Aim of the exercise: Print every line of the listing exactly, please.

Given data:
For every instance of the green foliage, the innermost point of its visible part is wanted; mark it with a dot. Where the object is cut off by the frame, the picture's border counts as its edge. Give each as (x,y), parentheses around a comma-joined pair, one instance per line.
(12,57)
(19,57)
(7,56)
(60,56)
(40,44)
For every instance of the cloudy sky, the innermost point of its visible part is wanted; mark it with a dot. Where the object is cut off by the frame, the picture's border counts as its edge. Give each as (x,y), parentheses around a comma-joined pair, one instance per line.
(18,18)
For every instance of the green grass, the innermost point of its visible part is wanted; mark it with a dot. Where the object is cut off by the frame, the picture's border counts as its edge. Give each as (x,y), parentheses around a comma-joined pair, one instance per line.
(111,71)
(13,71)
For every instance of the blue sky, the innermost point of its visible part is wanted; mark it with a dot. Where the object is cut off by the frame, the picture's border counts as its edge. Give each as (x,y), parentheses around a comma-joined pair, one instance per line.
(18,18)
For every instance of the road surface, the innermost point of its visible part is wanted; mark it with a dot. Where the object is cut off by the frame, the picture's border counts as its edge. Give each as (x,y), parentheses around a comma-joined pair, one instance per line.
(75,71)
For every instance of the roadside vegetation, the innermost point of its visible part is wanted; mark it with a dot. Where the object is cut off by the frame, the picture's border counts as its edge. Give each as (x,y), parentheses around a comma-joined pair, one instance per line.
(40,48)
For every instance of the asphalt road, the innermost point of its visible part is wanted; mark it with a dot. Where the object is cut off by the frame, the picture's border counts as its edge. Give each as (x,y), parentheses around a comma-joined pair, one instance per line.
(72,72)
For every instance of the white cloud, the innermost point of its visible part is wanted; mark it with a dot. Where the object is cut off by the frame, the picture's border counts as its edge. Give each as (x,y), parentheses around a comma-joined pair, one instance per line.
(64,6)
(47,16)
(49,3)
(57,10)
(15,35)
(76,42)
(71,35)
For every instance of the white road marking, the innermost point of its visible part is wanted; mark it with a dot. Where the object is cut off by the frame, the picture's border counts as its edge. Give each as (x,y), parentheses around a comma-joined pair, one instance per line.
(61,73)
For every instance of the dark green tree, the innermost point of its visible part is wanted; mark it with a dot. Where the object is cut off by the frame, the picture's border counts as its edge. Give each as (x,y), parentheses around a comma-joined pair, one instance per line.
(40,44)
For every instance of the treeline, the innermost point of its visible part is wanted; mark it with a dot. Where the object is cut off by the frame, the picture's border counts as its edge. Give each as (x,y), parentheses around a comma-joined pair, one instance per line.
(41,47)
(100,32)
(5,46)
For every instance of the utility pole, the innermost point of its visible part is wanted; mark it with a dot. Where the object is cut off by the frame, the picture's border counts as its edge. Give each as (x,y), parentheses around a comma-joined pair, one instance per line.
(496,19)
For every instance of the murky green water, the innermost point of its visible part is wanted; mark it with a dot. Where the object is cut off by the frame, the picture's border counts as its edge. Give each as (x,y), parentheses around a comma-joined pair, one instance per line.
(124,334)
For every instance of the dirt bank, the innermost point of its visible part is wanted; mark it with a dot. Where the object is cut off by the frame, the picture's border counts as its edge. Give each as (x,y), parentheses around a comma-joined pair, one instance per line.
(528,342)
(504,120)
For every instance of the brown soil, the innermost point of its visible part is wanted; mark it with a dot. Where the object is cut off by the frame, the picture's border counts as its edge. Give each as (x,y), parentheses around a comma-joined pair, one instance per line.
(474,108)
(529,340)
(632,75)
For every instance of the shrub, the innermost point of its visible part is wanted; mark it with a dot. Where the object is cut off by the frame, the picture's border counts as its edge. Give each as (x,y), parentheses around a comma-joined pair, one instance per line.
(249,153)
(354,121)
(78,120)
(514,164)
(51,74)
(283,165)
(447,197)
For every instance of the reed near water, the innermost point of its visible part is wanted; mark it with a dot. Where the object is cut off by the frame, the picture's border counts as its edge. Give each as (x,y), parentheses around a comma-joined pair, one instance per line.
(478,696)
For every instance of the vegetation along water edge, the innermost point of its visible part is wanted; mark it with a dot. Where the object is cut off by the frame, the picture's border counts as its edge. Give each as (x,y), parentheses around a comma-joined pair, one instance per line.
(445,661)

Finished task:
For every instance of the green foliage, the innermost point of its visible part is wanted; mark it with a dot. Where the object is cut off by the frame, the picture's border counts as its edge. Give each as (x,y), parentheses around a comma-joined pair, one instance per line.
(12,57)
(19,57)
(7,56)
(60,56)
(40,44)
For every instance of the cloudy sky, the innermost point of its visible part is wanted; mark it with a dot. Where the object is cut off by the frame, the picture's border counts as its edge. Give each as (x,y), parentheses around a comma-joined pair, one instance per line.
(18,18)
For every instance of the green grass, the innermost point of its visible part is wanted; mark it with a dot. Where the object is cut off by the frame, the picture's border counts as its edge. Give each as (x,y), parentheses around a comma-joined pair, one instance per line.
(111,71)
(13,71)
For every instance of the blue sky, the innermost point of its visible part is wanted; mark it with a dot. Where the object is cut off by the frame, the picture's border counts as its edge. Give each as (x,y), parentheses around a comma-joined pair, one instance per line.
(18,18)
For every instance of the road surface, the innermost point of its visible part is wanted; mark it with a dot. Where the object is cut off by the frame, the picture's border counts as its edge. Give each as (x,y), parentheses around a comma-joined pair, one instance per line.
(75,71)
For every instance of the roadside vegetation, the innermost point of its visible part is wanted; mark it with a dot. Where the object is cut off by the frame, the picture's border counts as its edge. Give each as (x,y), parentheses around a comma-joined pair, one instance per line.
(40,48)
For every instance of the asphalt road, the innermost point of its visible part is wanted; mark it with a dot. Where the object is cut off by the frame, the picture's border counts as its edge. Give each as (x,y), parentheses around a comma-joined pair, one instance per line.
(72,72)
For every instance of the white cloud, the innermost point of its visible part is wanted; mark it with a dot. Where the object is cut off by the frame, the picture's border counts as its edge. Give each as (x,y), parentheses around a comma-joined pair, one instance per line.
(64,6)
(47,16)
(49,3)
(57,10)
(15,35)
(76,42)
(71,35)
For every instance of the white road marking, the innermost point of its visible part is wanted; mark it with a dot. Where the object is cut off by the frame, the picture's border counts as its edge. Give each as (x,y), parentheses around a comma-joined pair, one instance per line.
(61,73)
For every instance of the dark green tree, the innermost point of its visible part is wanted; mark it with a dot. Where the object is cut off by the frame, the picture's border counts as its edge. Give each as (x,y), parentheses around a comma-joined pair, one instance per line.
(40,44)
For every instance of the treeline, the innermost point of its visible part is wanted; mark it with a dot. Where the object is cut off by the frame, the picture's border counts as its edge. Give each as (x,y), parentheses around a comma-joined pair, one instance per line.
(41,47)
(100,32)
(5,46)
For every instance of the utility pole, the innermost point of its visible part is wanted; mark it with a dot. Where the object is cut off by the frame, the picture's border counts as its edge. Give each as (x,y), parentheses around a comma-joined pair, one instance per line.
(496,19)
For every instance of the murky green water, the innermost point of its visible part is wanted; mark it with a dot. Where the object is cut off by the frame, the picture's border counts as its edge. Give each as (x,y), parentheses around a comma-joined pair, one instance per line.
(124,334)
For every instance of the dirt bank, the innermost point of its visible part is wanted; mark it with a dot. Where the object is cut off by the frame, the picture's border counts as its edge. Give each as (x,y), parentheses around a comma-joined pair, one instance per line.
(528,342)
(504,120)
For every instance of the brown soil, the innermost point of its visible part is wanted; mark it with a dot. Where the object is cut off by the frame, the picture's border counts as its edge. Give each as (x,y), parentheses around a comma-joined pair, one instance per line.
(474,108)
(529,340)
(632,75)
For every instance of the shrub, the innermost point of its visible part is wanted; mark it with a dot. Where the object is cut off by the frame, the picture's border counts as its edge. Give each as (x,y), parentheses around a comma-joined pair, one instance per line.
(249,153)
(354,121)
(78,120)
(514,164)
(51,74)
(283,165)
(447,197)
For every instance of the reed near water, the innermost point of its visible part is wanted; mark it with a dot. Where the object is cut off by the frame, the picture's border counts as its edge. Give each as (x,y), parentheses around a comma-joined pair, one instance per line.
(478,696)
For every instance of the vegetation along water edge, the innermost point of its visible part is wanted; mark it with a dot. Where the object is cut off by the frame, the picture's border counts as its edge. Give each as (x,y), parentheses around a comma-joined pair, one instance per line.
(445,661)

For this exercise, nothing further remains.